* **文書抜粋**:
********************

レッズ先制後も状況は大きくは変わらない。町田はロングボールもショートパスも使いながらゴールに迫り24分には相馬のクロスから西村が長沼の頭上で合わせる決定機。直後の西川のフィードからサヴィオが頭で裏へ出すと渡邊が抜け出しGK谷と1対1の決定機を作る。直後の町田のビルドアップを金子が高い位置でひっかけてショートカウンター。直後の町田のビルドアップでパスミス。レッズが決定機を作ったことと前からのプレスを強めたことで徐々にプレッシャーを受け始める町田。かと思えば直後にグスタフソンやボザのミスから町田に危険なシーンを作られる。34分にはまたも裏抜けに成功した渡邊が決定機でシュートを放つ惜しい場面もあり互いに全く安定しない様子を見せる。

レッズ的には許容したくないオープンな展開になり始めた矢先の37分、レッズに追加点が生まれる。西川の低弾道フィードが一気にセンターサークル内の渡邊まで届き渡邊はフリックで松尾へ。そのまま1人で一気にエリア内まで持ち込みGKだけを飛び越えるループ気味のシュートで松尾の今季初ゴールが決まった。

41分に下田のインナーラップから相馬のスルーパスでレッズを崩しこの日最大のチャンスを作る町田だが西川決死のセーブで辛くも難を逃れるレッズ。前半無失点のまま後半へ。

********************

* **問題 A**:
記録のうち「For every instance of the straw」を含む行から始まり「x=336, y=249」を含む行までを、両端の行も含め、空行を除いて Markdown の表に整形せよ。列名は「番号」と「記録の行」とし、「番号」には行の通し番号を入れること。
この試合レポートと記録の間に関連はない。

ポイント注釈セットの記録:
********************

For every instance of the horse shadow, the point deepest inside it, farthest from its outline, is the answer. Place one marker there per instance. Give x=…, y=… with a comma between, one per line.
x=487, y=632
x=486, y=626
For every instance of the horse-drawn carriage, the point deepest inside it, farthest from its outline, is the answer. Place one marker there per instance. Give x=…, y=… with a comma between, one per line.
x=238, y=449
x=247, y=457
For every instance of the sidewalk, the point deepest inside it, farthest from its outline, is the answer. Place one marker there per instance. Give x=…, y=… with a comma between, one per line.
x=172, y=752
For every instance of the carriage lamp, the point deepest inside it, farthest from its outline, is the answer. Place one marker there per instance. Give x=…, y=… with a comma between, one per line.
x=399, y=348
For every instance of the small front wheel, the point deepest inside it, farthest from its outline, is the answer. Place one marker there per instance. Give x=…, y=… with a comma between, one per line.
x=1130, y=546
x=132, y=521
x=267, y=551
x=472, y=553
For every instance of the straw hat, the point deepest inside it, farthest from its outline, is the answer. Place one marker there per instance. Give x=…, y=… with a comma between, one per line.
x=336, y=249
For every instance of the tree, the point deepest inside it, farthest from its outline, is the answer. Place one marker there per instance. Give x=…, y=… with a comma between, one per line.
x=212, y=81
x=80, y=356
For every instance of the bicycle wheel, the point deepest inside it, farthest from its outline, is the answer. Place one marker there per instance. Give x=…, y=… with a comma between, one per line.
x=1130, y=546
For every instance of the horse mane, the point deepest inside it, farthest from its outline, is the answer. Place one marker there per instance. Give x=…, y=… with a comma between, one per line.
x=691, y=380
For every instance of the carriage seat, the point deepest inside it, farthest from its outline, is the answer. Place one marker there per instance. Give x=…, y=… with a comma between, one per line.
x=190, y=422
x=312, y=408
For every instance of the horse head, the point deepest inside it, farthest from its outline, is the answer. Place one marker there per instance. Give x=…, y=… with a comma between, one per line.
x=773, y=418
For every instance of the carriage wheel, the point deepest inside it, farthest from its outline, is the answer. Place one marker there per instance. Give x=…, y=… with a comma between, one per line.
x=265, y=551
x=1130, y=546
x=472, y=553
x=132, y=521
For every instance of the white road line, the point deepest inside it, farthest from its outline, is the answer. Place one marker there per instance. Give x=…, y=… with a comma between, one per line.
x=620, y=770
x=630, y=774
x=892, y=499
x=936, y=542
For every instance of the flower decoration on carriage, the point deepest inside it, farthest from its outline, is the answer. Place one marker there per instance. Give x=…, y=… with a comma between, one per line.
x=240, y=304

********************

* **問題 B**:
試合レポートから、「レッズ的には許容したくないオ」で始まり「ズ。前半無失点のまま後半へ。」までの部分を一字一句そのまま抜き出してください。

* **解答 A**:
| 番号 | 記録の行 |
|---|---|
| 1 | For every instance of the straw hat, the point deepest inside it, farthest from its outline, is the answer. Place one marker there per instance. Give x=…, y=… with a comma between, one per line. |
| 2 | x=336, y=249 |

* **解答 B**:
レッズ的には許容したくないオープンな展開になり始めた矢先の37分、レッズに追加点が生まれる。西川の低弾道フィードが一気にセンターサークル内の渡邊まで届き渡邊はフリックで松尾へ。そのまま1人で一気にエリア内まで持ち込みGKだけを飛び越えるループ気味のシュートで松尾の今季初ゴールが決まった。

41分に下田のインナーラップから相馬のスルーパスでレッズを崩しこの日最大のチャンスを作る町田だが西川決死のセーブで辛くも難を逃れるレッズ。前半無失点のまま後半へ。